_What this task involves_
Count the lines in the rows below that contain the word "blade", matching case exactly, and reply with only that number.
=== Input data ===
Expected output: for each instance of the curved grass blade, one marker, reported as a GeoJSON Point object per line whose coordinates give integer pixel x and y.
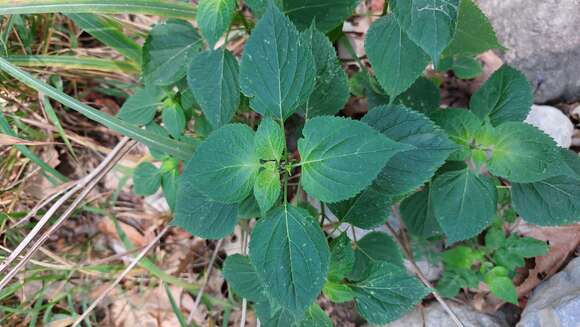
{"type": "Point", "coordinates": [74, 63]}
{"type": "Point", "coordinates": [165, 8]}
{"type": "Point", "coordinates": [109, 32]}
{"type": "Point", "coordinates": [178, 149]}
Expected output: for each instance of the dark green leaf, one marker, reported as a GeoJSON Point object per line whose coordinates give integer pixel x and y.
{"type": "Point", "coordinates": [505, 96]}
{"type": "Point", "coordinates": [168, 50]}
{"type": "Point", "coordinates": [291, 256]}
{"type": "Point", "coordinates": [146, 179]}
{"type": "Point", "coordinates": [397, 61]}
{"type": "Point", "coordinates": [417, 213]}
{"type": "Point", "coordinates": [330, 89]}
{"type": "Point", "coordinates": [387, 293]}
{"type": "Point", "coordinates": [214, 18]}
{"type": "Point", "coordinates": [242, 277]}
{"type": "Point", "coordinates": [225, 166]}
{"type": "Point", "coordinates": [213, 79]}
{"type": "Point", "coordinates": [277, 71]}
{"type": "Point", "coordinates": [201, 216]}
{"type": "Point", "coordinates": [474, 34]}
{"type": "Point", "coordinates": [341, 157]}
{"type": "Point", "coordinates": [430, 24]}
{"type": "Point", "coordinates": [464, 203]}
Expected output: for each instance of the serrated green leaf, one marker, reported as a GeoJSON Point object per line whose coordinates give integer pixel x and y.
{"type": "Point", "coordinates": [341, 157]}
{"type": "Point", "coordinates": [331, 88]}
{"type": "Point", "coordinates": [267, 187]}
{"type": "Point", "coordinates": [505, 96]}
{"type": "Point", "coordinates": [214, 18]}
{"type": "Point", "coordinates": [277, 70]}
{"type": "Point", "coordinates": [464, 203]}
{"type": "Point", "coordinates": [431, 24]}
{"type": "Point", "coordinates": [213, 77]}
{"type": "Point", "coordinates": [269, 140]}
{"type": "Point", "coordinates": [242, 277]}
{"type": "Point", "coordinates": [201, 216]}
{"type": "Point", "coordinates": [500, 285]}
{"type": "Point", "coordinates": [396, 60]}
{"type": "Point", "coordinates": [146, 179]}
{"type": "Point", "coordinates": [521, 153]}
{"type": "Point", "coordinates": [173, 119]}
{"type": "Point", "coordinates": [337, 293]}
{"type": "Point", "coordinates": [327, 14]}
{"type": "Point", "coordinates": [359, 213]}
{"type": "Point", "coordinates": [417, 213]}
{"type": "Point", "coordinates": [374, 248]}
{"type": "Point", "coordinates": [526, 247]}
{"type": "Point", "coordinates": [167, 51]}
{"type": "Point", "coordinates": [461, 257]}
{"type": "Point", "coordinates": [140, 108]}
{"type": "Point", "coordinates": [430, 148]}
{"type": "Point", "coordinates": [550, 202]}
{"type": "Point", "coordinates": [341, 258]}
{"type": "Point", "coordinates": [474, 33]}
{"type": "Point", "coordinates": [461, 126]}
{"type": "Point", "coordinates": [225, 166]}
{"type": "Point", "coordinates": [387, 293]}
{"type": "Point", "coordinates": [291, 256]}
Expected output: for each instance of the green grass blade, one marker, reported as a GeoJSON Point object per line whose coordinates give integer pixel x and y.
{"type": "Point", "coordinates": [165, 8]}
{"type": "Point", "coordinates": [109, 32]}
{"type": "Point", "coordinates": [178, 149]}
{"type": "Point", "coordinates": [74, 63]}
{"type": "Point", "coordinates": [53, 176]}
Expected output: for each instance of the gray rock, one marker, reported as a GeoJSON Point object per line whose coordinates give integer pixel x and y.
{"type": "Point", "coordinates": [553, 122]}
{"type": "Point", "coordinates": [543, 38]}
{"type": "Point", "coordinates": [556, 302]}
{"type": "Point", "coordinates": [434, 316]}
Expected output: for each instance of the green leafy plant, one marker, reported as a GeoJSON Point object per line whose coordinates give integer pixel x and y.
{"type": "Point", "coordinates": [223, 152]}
===
=== Input data ===
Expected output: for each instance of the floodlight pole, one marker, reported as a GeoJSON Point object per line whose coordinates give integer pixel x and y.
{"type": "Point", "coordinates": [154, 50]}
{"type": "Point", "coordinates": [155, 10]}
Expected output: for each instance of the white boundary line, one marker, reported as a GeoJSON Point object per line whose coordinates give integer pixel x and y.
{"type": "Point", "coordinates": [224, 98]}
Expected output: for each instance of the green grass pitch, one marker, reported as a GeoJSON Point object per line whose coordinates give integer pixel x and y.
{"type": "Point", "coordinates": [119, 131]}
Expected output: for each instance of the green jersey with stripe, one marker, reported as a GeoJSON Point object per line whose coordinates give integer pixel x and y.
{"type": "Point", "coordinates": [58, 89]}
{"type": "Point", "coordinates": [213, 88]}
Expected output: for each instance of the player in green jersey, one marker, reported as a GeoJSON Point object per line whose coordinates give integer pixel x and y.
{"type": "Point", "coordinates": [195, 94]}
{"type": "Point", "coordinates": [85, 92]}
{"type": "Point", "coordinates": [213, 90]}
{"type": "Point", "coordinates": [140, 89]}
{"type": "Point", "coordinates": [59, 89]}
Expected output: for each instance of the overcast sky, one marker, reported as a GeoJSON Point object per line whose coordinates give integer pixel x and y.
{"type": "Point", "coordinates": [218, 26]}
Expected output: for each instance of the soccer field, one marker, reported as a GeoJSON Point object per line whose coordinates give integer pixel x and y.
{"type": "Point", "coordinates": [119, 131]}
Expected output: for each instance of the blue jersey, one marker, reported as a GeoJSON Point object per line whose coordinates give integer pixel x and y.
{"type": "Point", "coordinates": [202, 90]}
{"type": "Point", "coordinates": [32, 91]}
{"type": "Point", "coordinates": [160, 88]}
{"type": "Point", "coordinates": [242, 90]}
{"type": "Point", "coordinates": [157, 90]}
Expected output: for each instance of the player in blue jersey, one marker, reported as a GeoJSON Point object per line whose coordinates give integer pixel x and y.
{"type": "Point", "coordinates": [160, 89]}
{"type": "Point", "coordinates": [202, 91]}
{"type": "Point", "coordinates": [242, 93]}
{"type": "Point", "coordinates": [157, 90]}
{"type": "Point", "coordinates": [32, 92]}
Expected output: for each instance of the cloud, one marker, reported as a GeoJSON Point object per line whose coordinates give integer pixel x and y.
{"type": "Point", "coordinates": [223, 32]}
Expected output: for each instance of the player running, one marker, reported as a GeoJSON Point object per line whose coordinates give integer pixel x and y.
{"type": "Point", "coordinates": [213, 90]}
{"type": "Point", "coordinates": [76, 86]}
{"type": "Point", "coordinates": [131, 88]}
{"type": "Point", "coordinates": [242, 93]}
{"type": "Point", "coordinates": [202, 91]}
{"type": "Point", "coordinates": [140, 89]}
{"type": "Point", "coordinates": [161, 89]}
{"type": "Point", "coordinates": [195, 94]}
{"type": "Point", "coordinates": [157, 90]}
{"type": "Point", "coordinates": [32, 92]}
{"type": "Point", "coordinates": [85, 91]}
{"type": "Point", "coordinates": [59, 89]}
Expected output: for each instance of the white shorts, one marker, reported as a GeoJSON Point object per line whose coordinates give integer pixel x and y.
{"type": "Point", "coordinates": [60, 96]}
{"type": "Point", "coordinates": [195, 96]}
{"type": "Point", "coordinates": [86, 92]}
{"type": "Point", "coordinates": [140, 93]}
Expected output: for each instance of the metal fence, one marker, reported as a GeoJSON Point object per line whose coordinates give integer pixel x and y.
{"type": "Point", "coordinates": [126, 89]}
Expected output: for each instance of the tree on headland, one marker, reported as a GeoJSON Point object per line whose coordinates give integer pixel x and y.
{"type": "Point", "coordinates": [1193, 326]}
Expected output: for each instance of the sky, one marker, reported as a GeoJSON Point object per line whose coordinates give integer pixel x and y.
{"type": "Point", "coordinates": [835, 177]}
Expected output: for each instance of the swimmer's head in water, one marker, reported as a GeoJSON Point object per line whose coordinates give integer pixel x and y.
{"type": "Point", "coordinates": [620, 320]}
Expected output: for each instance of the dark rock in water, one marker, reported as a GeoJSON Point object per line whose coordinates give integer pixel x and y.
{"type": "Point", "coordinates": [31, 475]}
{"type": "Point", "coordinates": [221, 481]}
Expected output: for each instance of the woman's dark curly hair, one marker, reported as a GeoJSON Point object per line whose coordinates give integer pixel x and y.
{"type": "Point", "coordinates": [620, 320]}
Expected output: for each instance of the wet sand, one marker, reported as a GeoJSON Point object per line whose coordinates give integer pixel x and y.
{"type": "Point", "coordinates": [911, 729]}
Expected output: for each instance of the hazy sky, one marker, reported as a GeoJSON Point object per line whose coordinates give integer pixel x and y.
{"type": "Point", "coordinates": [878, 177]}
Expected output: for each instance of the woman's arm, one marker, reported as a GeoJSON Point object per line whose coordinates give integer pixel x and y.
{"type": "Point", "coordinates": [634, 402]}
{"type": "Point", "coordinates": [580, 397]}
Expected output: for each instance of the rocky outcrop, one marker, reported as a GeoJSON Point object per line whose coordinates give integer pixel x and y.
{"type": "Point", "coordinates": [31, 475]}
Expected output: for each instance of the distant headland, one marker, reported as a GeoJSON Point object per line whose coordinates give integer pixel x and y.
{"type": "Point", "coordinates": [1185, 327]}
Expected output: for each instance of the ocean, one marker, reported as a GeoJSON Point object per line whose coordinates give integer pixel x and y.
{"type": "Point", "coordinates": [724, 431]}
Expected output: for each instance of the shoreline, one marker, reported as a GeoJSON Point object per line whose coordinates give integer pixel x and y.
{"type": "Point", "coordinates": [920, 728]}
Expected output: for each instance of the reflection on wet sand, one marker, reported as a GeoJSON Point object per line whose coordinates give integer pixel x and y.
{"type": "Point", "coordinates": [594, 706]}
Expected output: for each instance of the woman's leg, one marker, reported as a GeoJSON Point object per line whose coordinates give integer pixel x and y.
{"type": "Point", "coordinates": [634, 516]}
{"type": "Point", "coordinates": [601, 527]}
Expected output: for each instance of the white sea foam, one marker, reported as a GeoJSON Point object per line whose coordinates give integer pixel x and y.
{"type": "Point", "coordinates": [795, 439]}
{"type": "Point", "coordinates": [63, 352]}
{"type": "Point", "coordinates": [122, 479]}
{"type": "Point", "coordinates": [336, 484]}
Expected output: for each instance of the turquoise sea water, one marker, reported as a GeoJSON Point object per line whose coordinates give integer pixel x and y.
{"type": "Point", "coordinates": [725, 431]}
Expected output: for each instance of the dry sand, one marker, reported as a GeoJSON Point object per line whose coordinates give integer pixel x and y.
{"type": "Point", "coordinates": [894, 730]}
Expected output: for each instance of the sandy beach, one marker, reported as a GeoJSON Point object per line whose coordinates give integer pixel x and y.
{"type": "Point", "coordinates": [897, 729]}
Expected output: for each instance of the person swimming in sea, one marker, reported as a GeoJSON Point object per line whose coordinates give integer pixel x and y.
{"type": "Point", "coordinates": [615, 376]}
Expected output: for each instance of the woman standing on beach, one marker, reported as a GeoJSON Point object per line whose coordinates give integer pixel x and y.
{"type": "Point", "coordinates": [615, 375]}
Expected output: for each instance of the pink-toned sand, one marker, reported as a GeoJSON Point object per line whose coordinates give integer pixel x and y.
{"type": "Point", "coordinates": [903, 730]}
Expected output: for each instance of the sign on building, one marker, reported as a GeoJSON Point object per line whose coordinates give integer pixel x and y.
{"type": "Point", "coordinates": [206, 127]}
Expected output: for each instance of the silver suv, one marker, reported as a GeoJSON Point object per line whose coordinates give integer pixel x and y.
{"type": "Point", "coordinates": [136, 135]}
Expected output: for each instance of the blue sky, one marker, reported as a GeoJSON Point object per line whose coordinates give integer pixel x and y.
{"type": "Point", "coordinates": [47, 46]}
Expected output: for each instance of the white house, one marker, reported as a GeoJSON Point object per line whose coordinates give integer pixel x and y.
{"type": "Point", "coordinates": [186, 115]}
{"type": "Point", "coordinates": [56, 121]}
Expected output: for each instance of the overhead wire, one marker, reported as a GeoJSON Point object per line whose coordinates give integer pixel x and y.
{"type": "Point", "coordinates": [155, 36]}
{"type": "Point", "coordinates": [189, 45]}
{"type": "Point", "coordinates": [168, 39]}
===
_Task answer_
2